------ Excerpted passage

World is now on Opti ID! Learn more

Magnus Rahl
Nov 8, 2017
  1976
(0 votes)

Two bugs in ASPNET that break Cache memory management

TL;DR: A bug in ASPNET memory monitoring prevents the cache monitoring / scavenging tread from running if the memory usage in the host at the time of application startup happens to be in a specific range in relation to the configured cache thresholds. Another bug causes the same behavior if no cache threshold is explicitly configured (falling back to default). This can further cause problems in Azure Web Apps because it triggers the Proactive Auto Heal feature, repeatedly recycling the application for no reason. The workaround is to set the privateBytesPollTime option to less than 30 seconds and also provide a value for percentagePhysicalMemoryUsedLimit (90 % or less to not conflict with Proactive Auto Heal).

Intro and previous investigations

In my previous blog post I started to investigate a problem with the ASPNET HTTP runtime cache and Azure Proactive Auto Heal and the buggy behavior of the configured memory usage threshold. I found an apparent correlation between certain settings for percentagePhysicalMemoryUsedLimit and the application failing to keep the cache memory usage under control, causing Proactive Auto Heal to recycle the application. But I also acknowledged that the behavior was intermittent, and I now know why.

A quick overview of ASPNET memory management internals

ASPNET (this refers to .net Framework 4.7.1) uses the AspNetMemoryMonitor class to monitor the application's memory usage. Internally it uses the LowPhysicalMemoryMonitor class to periodically compare the current memory pressure to the configured (or default) thresholds, and trigger cache scavenging/trimming if needed. Or, at least it is supposed to do this...

------------

-- Problem set --
1) Update the passage on the ASPNET cache bugs between "Intro and previous" and "now know why.", inclusive, replacing "blog post" with "article".
2) Answer these questions about the passage on the ASPNET cache bugs:
(a) In the workaround, what value should the privateBytesPollTime option be set to?
(b) Which version of .net Framework does the memory management overview refer to?
(c) Which class does AspNetMemoryMonitor use internally to compare current memory pressure to the thresholds?

------ Material provided

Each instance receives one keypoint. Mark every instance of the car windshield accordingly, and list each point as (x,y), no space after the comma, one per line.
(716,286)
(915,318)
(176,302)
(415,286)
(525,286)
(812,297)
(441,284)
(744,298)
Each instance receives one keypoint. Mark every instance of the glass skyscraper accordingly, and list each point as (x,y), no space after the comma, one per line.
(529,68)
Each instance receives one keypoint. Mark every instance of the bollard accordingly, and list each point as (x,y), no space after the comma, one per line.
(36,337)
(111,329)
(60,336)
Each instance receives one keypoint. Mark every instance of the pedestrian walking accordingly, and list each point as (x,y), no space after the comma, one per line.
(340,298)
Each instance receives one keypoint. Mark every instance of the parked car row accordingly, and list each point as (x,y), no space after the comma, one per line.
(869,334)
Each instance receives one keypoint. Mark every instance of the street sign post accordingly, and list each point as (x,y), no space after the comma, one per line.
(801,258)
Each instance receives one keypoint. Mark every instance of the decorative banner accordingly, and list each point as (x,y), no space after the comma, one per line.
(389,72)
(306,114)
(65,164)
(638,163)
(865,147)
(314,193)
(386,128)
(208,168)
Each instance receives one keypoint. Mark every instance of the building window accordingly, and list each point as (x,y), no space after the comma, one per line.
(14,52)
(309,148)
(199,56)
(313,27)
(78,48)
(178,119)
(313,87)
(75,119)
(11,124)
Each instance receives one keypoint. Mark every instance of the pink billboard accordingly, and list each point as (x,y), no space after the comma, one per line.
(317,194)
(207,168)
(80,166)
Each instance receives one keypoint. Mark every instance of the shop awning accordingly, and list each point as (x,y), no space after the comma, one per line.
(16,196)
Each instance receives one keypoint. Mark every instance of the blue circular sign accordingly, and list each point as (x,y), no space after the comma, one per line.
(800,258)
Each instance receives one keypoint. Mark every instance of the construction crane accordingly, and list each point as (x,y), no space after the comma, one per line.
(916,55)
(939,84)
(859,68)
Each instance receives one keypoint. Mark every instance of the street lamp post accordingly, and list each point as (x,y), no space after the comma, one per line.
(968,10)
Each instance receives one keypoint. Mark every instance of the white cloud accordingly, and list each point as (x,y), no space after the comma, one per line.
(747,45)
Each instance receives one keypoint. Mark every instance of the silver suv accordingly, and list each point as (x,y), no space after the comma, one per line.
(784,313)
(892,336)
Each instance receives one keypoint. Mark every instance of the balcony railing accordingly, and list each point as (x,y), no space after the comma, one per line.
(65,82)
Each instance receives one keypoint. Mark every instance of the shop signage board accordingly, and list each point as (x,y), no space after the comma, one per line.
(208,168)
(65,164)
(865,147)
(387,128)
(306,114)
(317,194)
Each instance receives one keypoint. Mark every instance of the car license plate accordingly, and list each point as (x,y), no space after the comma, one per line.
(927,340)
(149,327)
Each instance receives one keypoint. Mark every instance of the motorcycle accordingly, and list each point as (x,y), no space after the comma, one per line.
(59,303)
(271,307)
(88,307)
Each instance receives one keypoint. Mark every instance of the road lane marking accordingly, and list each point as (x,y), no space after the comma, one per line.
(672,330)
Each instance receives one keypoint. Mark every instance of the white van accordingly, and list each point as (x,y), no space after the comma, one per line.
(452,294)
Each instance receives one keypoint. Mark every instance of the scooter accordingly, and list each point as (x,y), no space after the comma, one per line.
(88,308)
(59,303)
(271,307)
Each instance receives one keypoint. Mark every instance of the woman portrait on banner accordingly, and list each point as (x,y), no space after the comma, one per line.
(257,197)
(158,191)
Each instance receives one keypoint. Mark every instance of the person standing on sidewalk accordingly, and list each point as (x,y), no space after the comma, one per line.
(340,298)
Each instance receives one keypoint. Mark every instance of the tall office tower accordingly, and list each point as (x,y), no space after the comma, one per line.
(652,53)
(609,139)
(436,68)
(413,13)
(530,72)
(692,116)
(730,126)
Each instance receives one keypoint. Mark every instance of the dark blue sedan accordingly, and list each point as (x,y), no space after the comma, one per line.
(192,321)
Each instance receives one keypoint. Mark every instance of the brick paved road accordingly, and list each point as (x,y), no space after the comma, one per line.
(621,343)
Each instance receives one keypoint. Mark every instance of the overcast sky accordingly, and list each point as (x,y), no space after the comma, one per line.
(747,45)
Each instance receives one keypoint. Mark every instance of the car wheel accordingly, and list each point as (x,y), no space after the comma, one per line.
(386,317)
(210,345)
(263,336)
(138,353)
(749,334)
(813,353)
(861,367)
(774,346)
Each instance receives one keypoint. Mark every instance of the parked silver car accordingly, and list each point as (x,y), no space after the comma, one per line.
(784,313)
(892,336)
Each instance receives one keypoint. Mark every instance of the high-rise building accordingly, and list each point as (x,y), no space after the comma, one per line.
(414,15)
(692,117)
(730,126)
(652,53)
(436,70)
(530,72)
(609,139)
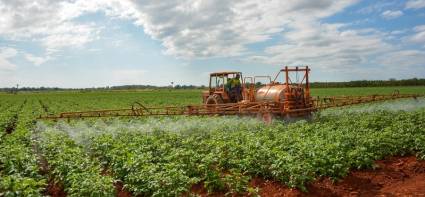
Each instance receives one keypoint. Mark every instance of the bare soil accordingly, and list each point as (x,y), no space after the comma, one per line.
(55,189)
(394,176)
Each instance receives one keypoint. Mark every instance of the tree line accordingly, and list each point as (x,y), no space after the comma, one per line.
(360,83)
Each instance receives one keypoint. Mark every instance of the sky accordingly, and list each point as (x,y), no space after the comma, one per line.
(96,43)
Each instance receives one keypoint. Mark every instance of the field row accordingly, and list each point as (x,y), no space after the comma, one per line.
(168,156)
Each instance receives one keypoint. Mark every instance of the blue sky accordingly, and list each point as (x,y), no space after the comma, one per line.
(78,43)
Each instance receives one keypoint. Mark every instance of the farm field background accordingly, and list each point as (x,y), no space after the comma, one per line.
(178,155)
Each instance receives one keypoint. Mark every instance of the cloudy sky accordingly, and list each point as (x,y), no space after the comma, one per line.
(91,43)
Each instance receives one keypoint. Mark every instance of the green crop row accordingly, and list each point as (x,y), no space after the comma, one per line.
(19,169)
(71,166)
(165,157)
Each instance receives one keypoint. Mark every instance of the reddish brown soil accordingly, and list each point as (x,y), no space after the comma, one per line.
(120,190)
(395,176)
(55,190)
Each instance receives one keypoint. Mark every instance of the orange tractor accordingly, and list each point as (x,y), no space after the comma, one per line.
(287,95)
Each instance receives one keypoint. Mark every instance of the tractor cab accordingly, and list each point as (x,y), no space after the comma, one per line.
(224,87)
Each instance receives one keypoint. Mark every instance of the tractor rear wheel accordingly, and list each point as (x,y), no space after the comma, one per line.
(212,101)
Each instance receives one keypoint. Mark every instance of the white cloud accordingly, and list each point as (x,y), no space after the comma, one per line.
(415,4)
(391,14)
(5,55)
(47,21)
(419,36)
(327,46)
(195,28)
(127,76)
(36,60)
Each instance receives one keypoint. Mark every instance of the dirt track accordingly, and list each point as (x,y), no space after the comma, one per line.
(396,176)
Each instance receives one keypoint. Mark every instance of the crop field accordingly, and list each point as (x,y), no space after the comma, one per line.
(190,156)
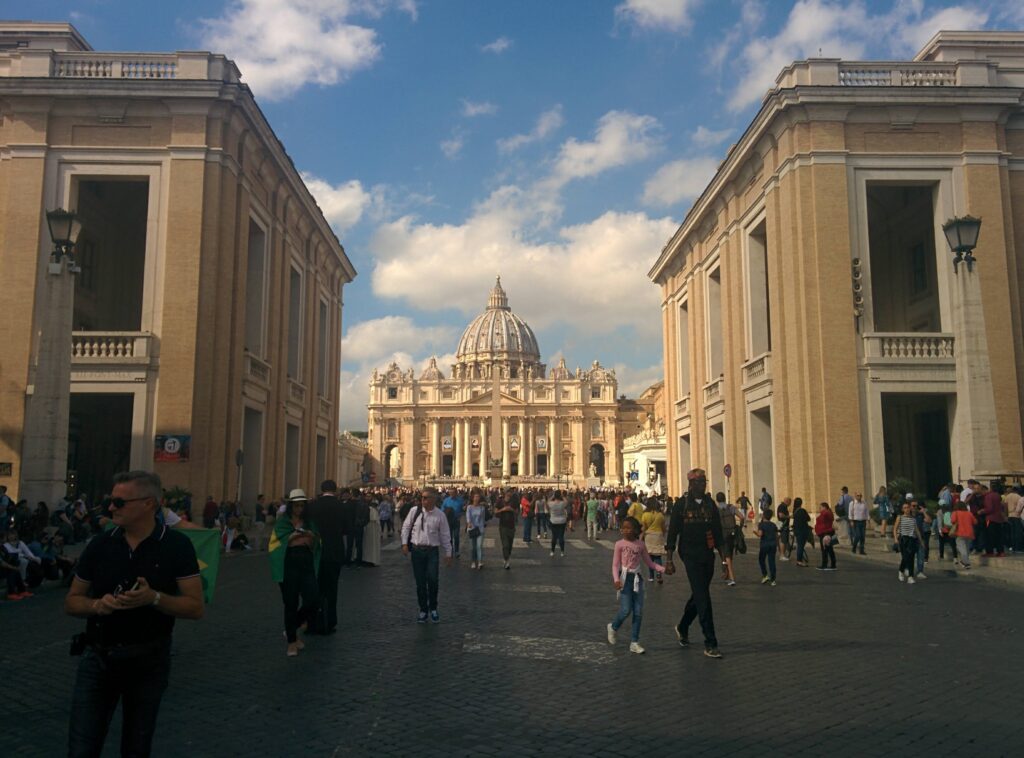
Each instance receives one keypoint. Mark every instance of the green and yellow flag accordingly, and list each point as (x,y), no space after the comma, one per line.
(207,545)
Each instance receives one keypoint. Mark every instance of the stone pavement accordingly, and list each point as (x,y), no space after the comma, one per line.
(850,663)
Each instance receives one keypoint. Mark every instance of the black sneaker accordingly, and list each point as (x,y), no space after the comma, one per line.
(683,640)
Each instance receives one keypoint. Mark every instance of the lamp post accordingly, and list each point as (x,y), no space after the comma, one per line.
(44,447)
(974,441)
(962,236)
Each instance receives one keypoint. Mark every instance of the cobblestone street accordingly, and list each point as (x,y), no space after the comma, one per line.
(851,663)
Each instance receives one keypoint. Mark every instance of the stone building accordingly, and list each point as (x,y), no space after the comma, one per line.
(205,316)
(816,333)
(556,425)
(645,453)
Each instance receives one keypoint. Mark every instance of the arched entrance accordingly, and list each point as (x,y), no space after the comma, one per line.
(597,461)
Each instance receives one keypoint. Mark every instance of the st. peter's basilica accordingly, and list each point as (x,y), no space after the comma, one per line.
(556,425)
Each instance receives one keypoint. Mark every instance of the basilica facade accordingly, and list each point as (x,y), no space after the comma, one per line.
(499,414)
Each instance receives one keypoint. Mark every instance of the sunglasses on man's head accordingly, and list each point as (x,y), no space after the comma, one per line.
(120,503)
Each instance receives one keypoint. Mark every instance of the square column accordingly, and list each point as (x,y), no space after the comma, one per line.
(505,448)
(435,448)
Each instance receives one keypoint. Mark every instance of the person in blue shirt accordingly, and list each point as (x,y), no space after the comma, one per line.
(452,507)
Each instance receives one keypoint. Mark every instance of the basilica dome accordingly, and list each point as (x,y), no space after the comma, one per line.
(498,334)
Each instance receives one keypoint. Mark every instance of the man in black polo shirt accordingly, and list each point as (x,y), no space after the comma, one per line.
(130,583)
(327,513)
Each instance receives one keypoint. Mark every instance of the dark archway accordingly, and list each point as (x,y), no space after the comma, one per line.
(597,460)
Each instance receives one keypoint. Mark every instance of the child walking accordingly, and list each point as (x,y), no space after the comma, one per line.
(630,553)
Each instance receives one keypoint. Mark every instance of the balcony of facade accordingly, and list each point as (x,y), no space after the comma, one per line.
(916,356)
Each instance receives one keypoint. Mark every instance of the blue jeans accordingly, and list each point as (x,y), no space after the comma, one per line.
(425,563)
(767,552)
(101,681)
(476,548)
(857,530)
(630,600)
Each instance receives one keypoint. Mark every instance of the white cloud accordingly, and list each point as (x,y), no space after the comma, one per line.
(282,45)
(604,259)
(499,46)
(675,15)
(550,121)
(453,146)
(633,381)
(343,205)
(622,137)
(372,341)
(679,180)
(705,137)
(845,30)
(472,110)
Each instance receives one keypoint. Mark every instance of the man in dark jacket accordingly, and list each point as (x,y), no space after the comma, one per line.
(695,525)
(327,513)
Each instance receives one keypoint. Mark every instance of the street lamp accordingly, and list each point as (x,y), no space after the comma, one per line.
(65,228)
(962,236)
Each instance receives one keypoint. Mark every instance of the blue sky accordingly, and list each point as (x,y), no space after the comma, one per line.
(558,142)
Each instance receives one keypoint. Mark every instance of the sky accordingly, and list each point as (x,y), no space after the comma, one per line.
(556,142)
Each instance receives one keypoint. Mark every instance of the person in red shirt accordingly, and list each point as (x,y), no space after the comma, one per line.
(826,537)
(962,527)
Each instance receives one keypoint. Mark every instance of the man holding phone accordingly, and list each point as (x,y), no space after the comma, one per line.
(130,584)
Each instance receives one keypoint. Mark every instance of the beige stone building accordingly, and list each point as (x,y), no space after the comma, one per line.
(645,454)
(206,314)
(556,426)
(815,332)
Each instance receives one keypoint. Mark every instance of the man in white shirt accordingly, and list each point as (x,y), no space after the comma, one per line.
(858,513)
(424,534)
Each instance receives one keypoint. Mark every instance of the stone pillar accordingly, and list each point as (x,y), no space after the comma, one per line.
(483,448)
(527,447)
(975,435)
(505,447)
(44,447)
(435,448)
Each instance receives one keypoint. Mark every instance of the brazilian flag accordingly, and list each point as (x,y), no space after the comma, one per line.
(207,544)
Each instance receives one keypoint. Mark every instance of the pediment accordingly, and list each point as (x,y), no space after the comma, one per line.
(484,399)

------------

-- Answers to the tasks --
1)
Intro and previous investigations

In my previous article I started to investigate a problem with the ASPNET HTTP runtime cache and Azure Proactive Auto Heal and the buggy behavior of the configured memory usage threshold. I found an apparent correlation between certain settings for percentagePhysicalMemoryUsedLimit and the application failing to keep the cache memory usage under control, causing Proactive Auto Heal to recycle the application. But I also acknowledged that the behavior was intermittent, and I now know why.

2)
(a) Less than 30 seconds.
(b) .net Framework 4.7.1.
(c) The LowPhysicalMemoryMonitor class.